Ma cos'è un mercato?
di Roberto Pinton - 13/02/2006
Fonte: greenplanet.net
In Martedì scorso l'Organizzazione mondiale del commercio ha inviato alle parti interessate il rapporto preliminare sulla disputa tra Stati Uniti (55% della produzione OGM mondiale), Argentina (19%) e Canada (6%) da un lato e l'Unione Europea dall'altra in materia di organismi geneticamente modificati.
Il rapporto prende il via dalla denuncia presentata il 13 maggio 2003 dai tre paesi biotech contro la moratoria de facto dell'UE sull’importazione di OGM e sui bandi nazionali introdotti da sei Paesi comunitari (originariamente aveva sottoscritto la denuncia anche l’Egitto che, riconoscendo "la necessità di conservare una sufficiente protezione al consumatore e all’ambiente”, ha fatto marcia indietro meno di un mese dopo, ritirandosi dalla contesa).
· · · · ·
▶ _COMPITO A_
Secondo il brano, in che giorno i tre paesi biotech hanno presentato la denuncia contro l'Unione Europea?
▶ _COMPITO B_
Trascrivi dal brano tutto quello che va da "Ma cos'è un" fino a "ritirandosi dalla contesa).".
▶ _COMPITO C_
Traduci in inglese questa frase del brano: «Il rapporto prende il via dalla denuncia presentata il 13 maggio 2003 dai tre paesi biotech contro la moratoria de facto dell'UE sull’importazione di OGM e sui bandi nazionali introdotti da sei Paesi comunitari (originariamente aveva sottoscritto la denuncia anche l’Egitto che, riconoscendo "la necessità di conservare una sufficiente protezione al consumatore e all’ambiente”, ha fatto marcia indietro meno di un mese dopo, ritirandosi dalla contesa).»
I dati che seguono non c'entrano niente con il brano.

▶ _DATI_
· · · · ·
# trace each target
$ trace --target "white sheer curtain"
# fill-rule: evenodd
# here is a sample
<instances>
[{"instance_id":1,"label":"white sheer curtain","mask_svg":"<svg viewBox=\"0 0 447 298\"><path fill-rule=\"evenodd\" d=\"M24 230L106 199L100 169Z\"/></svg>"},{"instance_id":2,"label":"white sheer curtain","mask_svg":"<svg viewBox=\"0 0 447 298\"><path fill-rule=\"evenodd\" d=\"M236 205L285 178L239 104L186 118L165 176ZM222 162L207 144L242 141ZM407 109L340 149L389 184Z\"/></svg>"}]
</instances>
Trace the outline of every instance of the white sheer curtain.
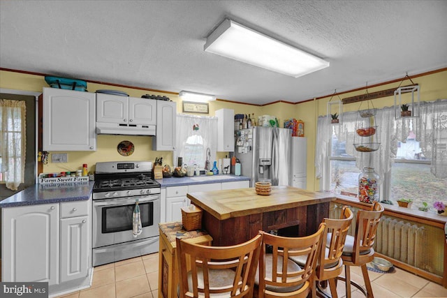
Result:
<instances>
[{"instance_id":1,"label":"white sheer curtain","mask_svg":"<svg viewBox=\"0 0 447 298\"><path fill-rule=\"evenodd\" d=\"M204 168L207 158L210 167L216 160L217 150L217 118L209 116L177 115L177 140L173 162L177 166L177 158L183 158L186 165L197 165ZM207 156L207 149L210 156Z\"/></svg>"},{"instance_id":2,"label":"white sheer curtain","mask_svg":"<svg viewBox=\"0 0 447 298\"><path fill-rule=\"evenodd\" d=\"M0 156L6 187L17 191L24 181L26 107L24 100L0 99Z\"/></svg>"}]
</instances>

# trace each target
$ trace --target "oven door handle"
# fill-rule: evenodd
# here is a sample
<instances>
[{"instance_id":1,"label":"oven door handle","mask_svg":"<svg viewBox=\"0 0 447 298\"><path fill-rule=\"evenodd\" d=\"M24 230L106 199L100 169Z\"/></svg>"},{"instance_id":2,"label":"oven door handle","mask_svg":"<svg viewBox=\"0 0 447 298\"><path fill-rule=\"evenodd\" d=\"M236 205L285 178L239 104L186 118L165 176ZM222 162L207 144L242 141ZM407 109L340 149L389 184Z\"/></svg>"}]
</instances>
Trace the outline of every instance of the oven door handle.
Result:
<instances>
[{"instance_id":1,"label":"oven door handle","mask_svg":"<svg viewBox=\"0 0 447 298\"><path fill-rule=\"evenodd\" d=\"M93 204L94 206L124 206L135 204L136 199L138 199L138 203L147 203L148 202L154 202L159 200L159 195L151 195L149 197L136 197L131 199L112 199L112 200L100 200L94 201Z\"/></svg>"}]
</instances>

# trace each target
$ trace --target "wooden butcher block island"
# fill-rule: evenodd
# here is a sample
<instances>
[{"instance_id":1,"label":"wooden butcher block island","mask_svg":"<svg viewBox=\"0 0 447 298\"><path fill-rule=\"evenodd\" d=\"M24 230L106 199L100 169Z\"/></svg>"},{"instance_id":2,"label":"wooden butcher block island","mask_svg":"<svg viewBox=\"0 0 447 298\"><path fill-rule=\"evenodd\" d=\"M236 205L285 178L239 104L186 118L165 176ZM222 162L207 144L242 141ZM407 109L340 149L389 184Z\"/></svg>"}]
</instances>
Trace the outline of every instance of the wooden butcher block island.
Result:
<instances>
[{"instance_id":1,"label":"wooden butcher block island","mask_svg":"<svg viewBox=\"0 0 447 298\"><path fill-rule=\"evenodd\" d=\"M333 194L291 186L272 186L270 195L257 195L254 188L196 192L187 194L203 209L203 228L214 246L242 243L259 230L279 230L286 236L315 232L329 215Z\"/></svg>"}]
</instances>

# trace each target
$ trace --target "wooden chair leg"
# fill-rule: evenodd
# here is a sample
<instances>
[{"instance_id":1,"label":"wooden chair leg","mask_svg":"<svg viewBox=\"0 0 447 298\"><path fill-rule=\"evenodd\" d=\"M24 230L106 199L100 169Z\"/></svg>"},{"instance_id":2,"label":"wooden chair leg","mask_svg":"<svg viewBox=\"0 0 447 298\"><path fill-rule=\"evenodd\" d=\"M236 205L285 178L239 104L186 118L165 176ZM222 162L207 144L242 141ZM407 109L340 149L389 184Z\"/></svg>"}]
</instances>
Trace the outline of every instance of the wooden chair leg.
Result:
<instances>
[{"instance_id":1,"label":"wooden chair leg","mask_svg":"<svg viewBox=\"0 0 447 298\"><path fill-rule=\"evenodd\" d=\"M346 288L346 298L351 298L351 270L349 266L344 265L344 277Z\"/></svg>"},{"instance_id":2,"label":"wooden chair leg","mask_svg":"<svg viewBox=\"0 0 447 298\"><path fill-rule=\"evenodd\" d=\"M316 286L318 285L318 281L315 280L310 284L312 285L312 298L316 298Z\"/></svg>"},{"instance_id":3,"label":"wooden chair leg","mask_svg":"<svg viewBox=\"0 0 447 298\"><path fill-rule=\"evenodd\" d=\"M362 274L363 274L363 279L365 280L365 286L367 293L368 298L374 298L372 294L372 288L371 287L371 281L369 280L369 276L368 274L368 269L366 267L366 264L361 266Z\"/></svg>"},{"instance_id":4,"label":"wooden chair leg","mask_svg":"<svg viewBox=\"0 0 447 298\"><path fill-rule=\"evenodd\" d=\"M330 288L330 296L332 298L338 298L337 294L337 278L331 278L329 280L329 288Z\"/></svg>"}]
</instances>

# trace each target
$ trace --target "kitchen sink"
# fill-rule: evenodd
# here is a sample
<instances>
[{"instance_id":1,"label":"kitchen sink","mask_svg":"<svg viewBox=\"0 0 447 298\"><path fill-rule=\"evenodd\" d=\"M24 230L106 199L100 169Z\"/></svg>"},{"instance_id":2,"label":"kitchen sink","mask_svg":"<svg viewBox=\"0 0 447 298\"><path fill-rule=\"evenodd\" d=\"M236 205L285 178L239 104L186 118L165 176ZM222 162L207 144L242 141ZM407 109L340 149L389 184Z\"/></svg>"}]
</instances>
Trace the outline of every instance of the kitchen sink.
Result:
<instances>
[{"instance_id":1,"label":"kitchen sink","mask_svg":"<svg viewBox=\"0 0 447 298\"><path fill-rule=\"evenodd\" d=\"M234 176L227 176L227 175L210 175L210 176L199 176L199 177L189 177L190 179L193 181L210 181L210 180L226 180L234 179Z\"/></svg>"}]
</instances>

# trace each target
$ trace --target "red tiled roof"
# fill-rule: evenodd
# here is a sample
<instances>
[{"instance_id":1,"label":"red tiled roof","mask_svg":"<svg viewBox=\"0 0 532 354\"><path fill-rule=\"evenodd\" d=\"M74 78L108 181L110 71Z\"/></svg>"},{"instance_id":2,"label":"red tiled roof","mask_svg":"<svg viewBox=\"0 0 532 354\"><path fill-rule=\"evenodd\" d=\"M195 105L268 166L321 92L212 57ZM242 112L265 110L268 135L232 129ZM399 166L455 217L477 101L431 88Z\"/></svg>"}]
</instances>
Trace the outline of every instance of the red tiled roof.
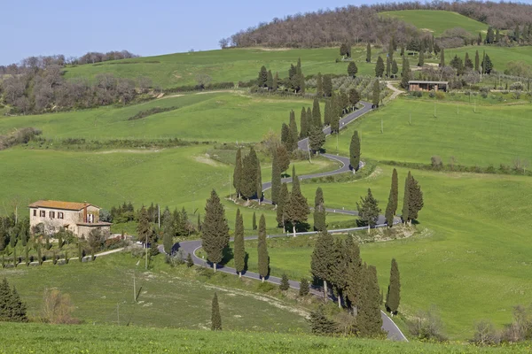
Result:
<instances>
[{"instance_id":1,"label":"red tiled roof","mask_svg":"<svg viewBox=\"0 0 532 354\"><path fill-rule=\"evenodd\" d=\"M38 200L27 206L30 208L50 208L80 211L89 205L92 204L89 203L59 202L57 200Z\"/></svg>"}]
</instances>

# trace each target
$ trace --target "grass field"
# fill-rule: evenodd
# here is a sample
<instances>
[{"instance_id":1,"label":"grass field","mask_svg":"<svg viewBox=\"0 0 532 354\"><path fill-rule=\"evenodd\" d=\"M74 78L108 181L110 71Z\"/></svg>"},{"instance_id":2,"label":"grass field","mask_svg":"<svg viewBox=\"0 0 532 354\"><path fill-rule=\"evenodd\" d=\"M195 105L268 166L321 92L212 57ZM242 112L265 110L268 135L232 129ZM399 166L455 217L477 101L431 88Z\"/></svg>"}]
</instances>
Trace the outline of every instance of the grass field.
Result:
<instances>
[{"instance_id":1,"label":"grass field","mask_svg":"<svg viewBox=\"0 0 532 354\"><path fill-rule=\"evenodd\" d=\"M377 50L373 50L375 59ZM365 63L365 47L353 47L353 58L359 74L374 74L374 64ZM301 59L305 75L322 73L347 73L348 63L335 63L340 58L338 48L304 50L231 49L193 53L176 53L158 57L136 58L84 65L66 69L66 78L94 78L98 73L112 73L116 76L137 79L150 77L154 86L163 88L195 85L196 76L205 73L213 82L247 81L256 79L261 66L265 65L279 77L287 77L291 64Z\"/></svg>"},{"instance_id":2,"label":"grass field","mask_svg":"<svg viewBox=\"0 0 532 354\"><path fill-rule=\"evenodd\" d=\"M299 114L309 100L275 99L235 93L185 95L123 108L93 110L23 117L0 118L0 135L14 128L34 127L49 138L181 138L189 141L260 142L272 129L280 134L291 110ZM136 120L128 120L153 107L178 107ZM322 107L322 112L323 112Z\"/></svg>"},{"instance_id":3,"label":"grass field","mask_svg":"<svg viewBox=\"0 0 532 354\"><path fill-rule=\"evenodd\" d=\"M225 327L223 328L225 329ZM0 353L180 352L180 353L527 353L530 344L479 348L459 343L431 344L308 335L222 332L118 326L0 324L5 340Z\"/></svg>"},{"instance_id":4,"label":"grass field","mask_svg":"<svg viewBox=\"0 0 532 354\"><path fill-rule=\"evenodd\" d=\"M449 163L488 166L512 165L516 158L532 161L530 106L481 105L400 98L389 106L353 123L339 137L340 154L347 156L353 131L362 135L362 156L377 160L430 163L440 156ZM472 100L473 101L473 100ZM436 117L434 117L434 104ZM411 112L411 125L409 125ZM384 133L380 133L380 124ZM336 151L336 140L325 144Z\"/></svg>"},{"instance_id":5,"label":"grass field","mask_svg":"<svg viewBox=\"0 0 532 354\"><path fill-rule=\"evenodd\" d=\"M422 31L430 32L438 37L446 29L462 27L473 35L486 33L488 25L476 21L457 12L431 10L403 10L380 12L383 16L392 16L414 25Z\"/></svg>"},{"instance_id":6,"label":"grass field","mask_svg":"<svg viewBox=\"0 0 532 354\"><path fill-rule=\"evenodd\" d=\"M251 291L258 282L250 282L246 288L225 274L228 279L217 282L224 285L218 286L206 282L207 278L194 268L171 268L163 259L158 256L148 272L143 259L124 252L90 263L72 260L61 266L45 264L0 270L0 277L17 287L33 318L41 315L44 289L57 288L70 295L75 306L73 316L85 323L118 324L120 306L121 325L207 329L210 328L212 296L217 292L228 330L308 331L304 308ZM139 260L141 265L136 266ZM134 274L137 290L141 289L137 304L133 302Z\"/></svg>"},{"instance_id":7,"label":"grass field","mask_svg":"<svg viewBox=\"0 0 532 354\"><path fill-rule=\"evenodd\" d=\"M408 170L398 168L399 212ZM419 235L412 238L362 246L364 261L377 266L381 289L389 280L392 258L402 276L402 312L406 317L435 304L451 338L469 339L473 324L493 319L499 327L512 319L512 306L528 304L528 244L532 222L527 202L532 180L527 177L412 171L424 192ZM371 188L386 208L392 167L381 165L372 177L348 183L327 183L325 205L356 209ZM317 184L301 184L312 200ZM312 219L310 219L311 220ZM331 221L329 221L331 222ZM303 237L303 236L301 236ZM293 279L309 276L314 237L275 240L269 249L272 274ZM248 242L249 268L256 270L256 242ZM493 294L497 294L494 296ZM458 300L459 299L459 301Z\"/></svg>"}]
</instances>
· · · · ·
▶ _RISPOSTA A_
Il 13 maggio 2003.

▶ _RISPOSTA B_
Ma cos'è un mercato?
di Roberto Pinton - 13/02/2006
Fonte: greenplanet.net
In Martedì scorso l'Organizzazione mondiale del commercio ha inviato alle parti interessate il rapporto preliminare sulla disputa tra Stati Uniti (55% della produzione OGM mondiale), Argentina (19%) e Canada (6%) da un lato e l'Unione Europea dall'altra in materia di organismi geneticamente modificati.
Il rapporto prende il via dalla denuncia presentata il 13 maggio 2003 dai tre paesi biotech contro la moratoria de facto dell'UE sull’importazione di OGM e sui bandi nazionali introdotti da sei Paesi comunitari (originariamente aveva sottoscritto la denuncia anche l’Egitto che, riconoscendo "la necessità di conservare una sufficiente protezione al consumatore e all’ambiente”, ha fatto marcia indietro meno di un mese dopo, ritirandosi dalla contesa).

▶ _RISPOSTA C_
The report stems from the complaint filed on May 13, 2003 by the three biotech countries against the EU's de facto moratorium on the import of GMOs and on the national bans introduced by six EU countries (Egypt had originally also signed the complaint but, acknowledging "the need to maintain sufficient protection for consumers and the environment," backed out less than a month later, withdrawing from the dispute).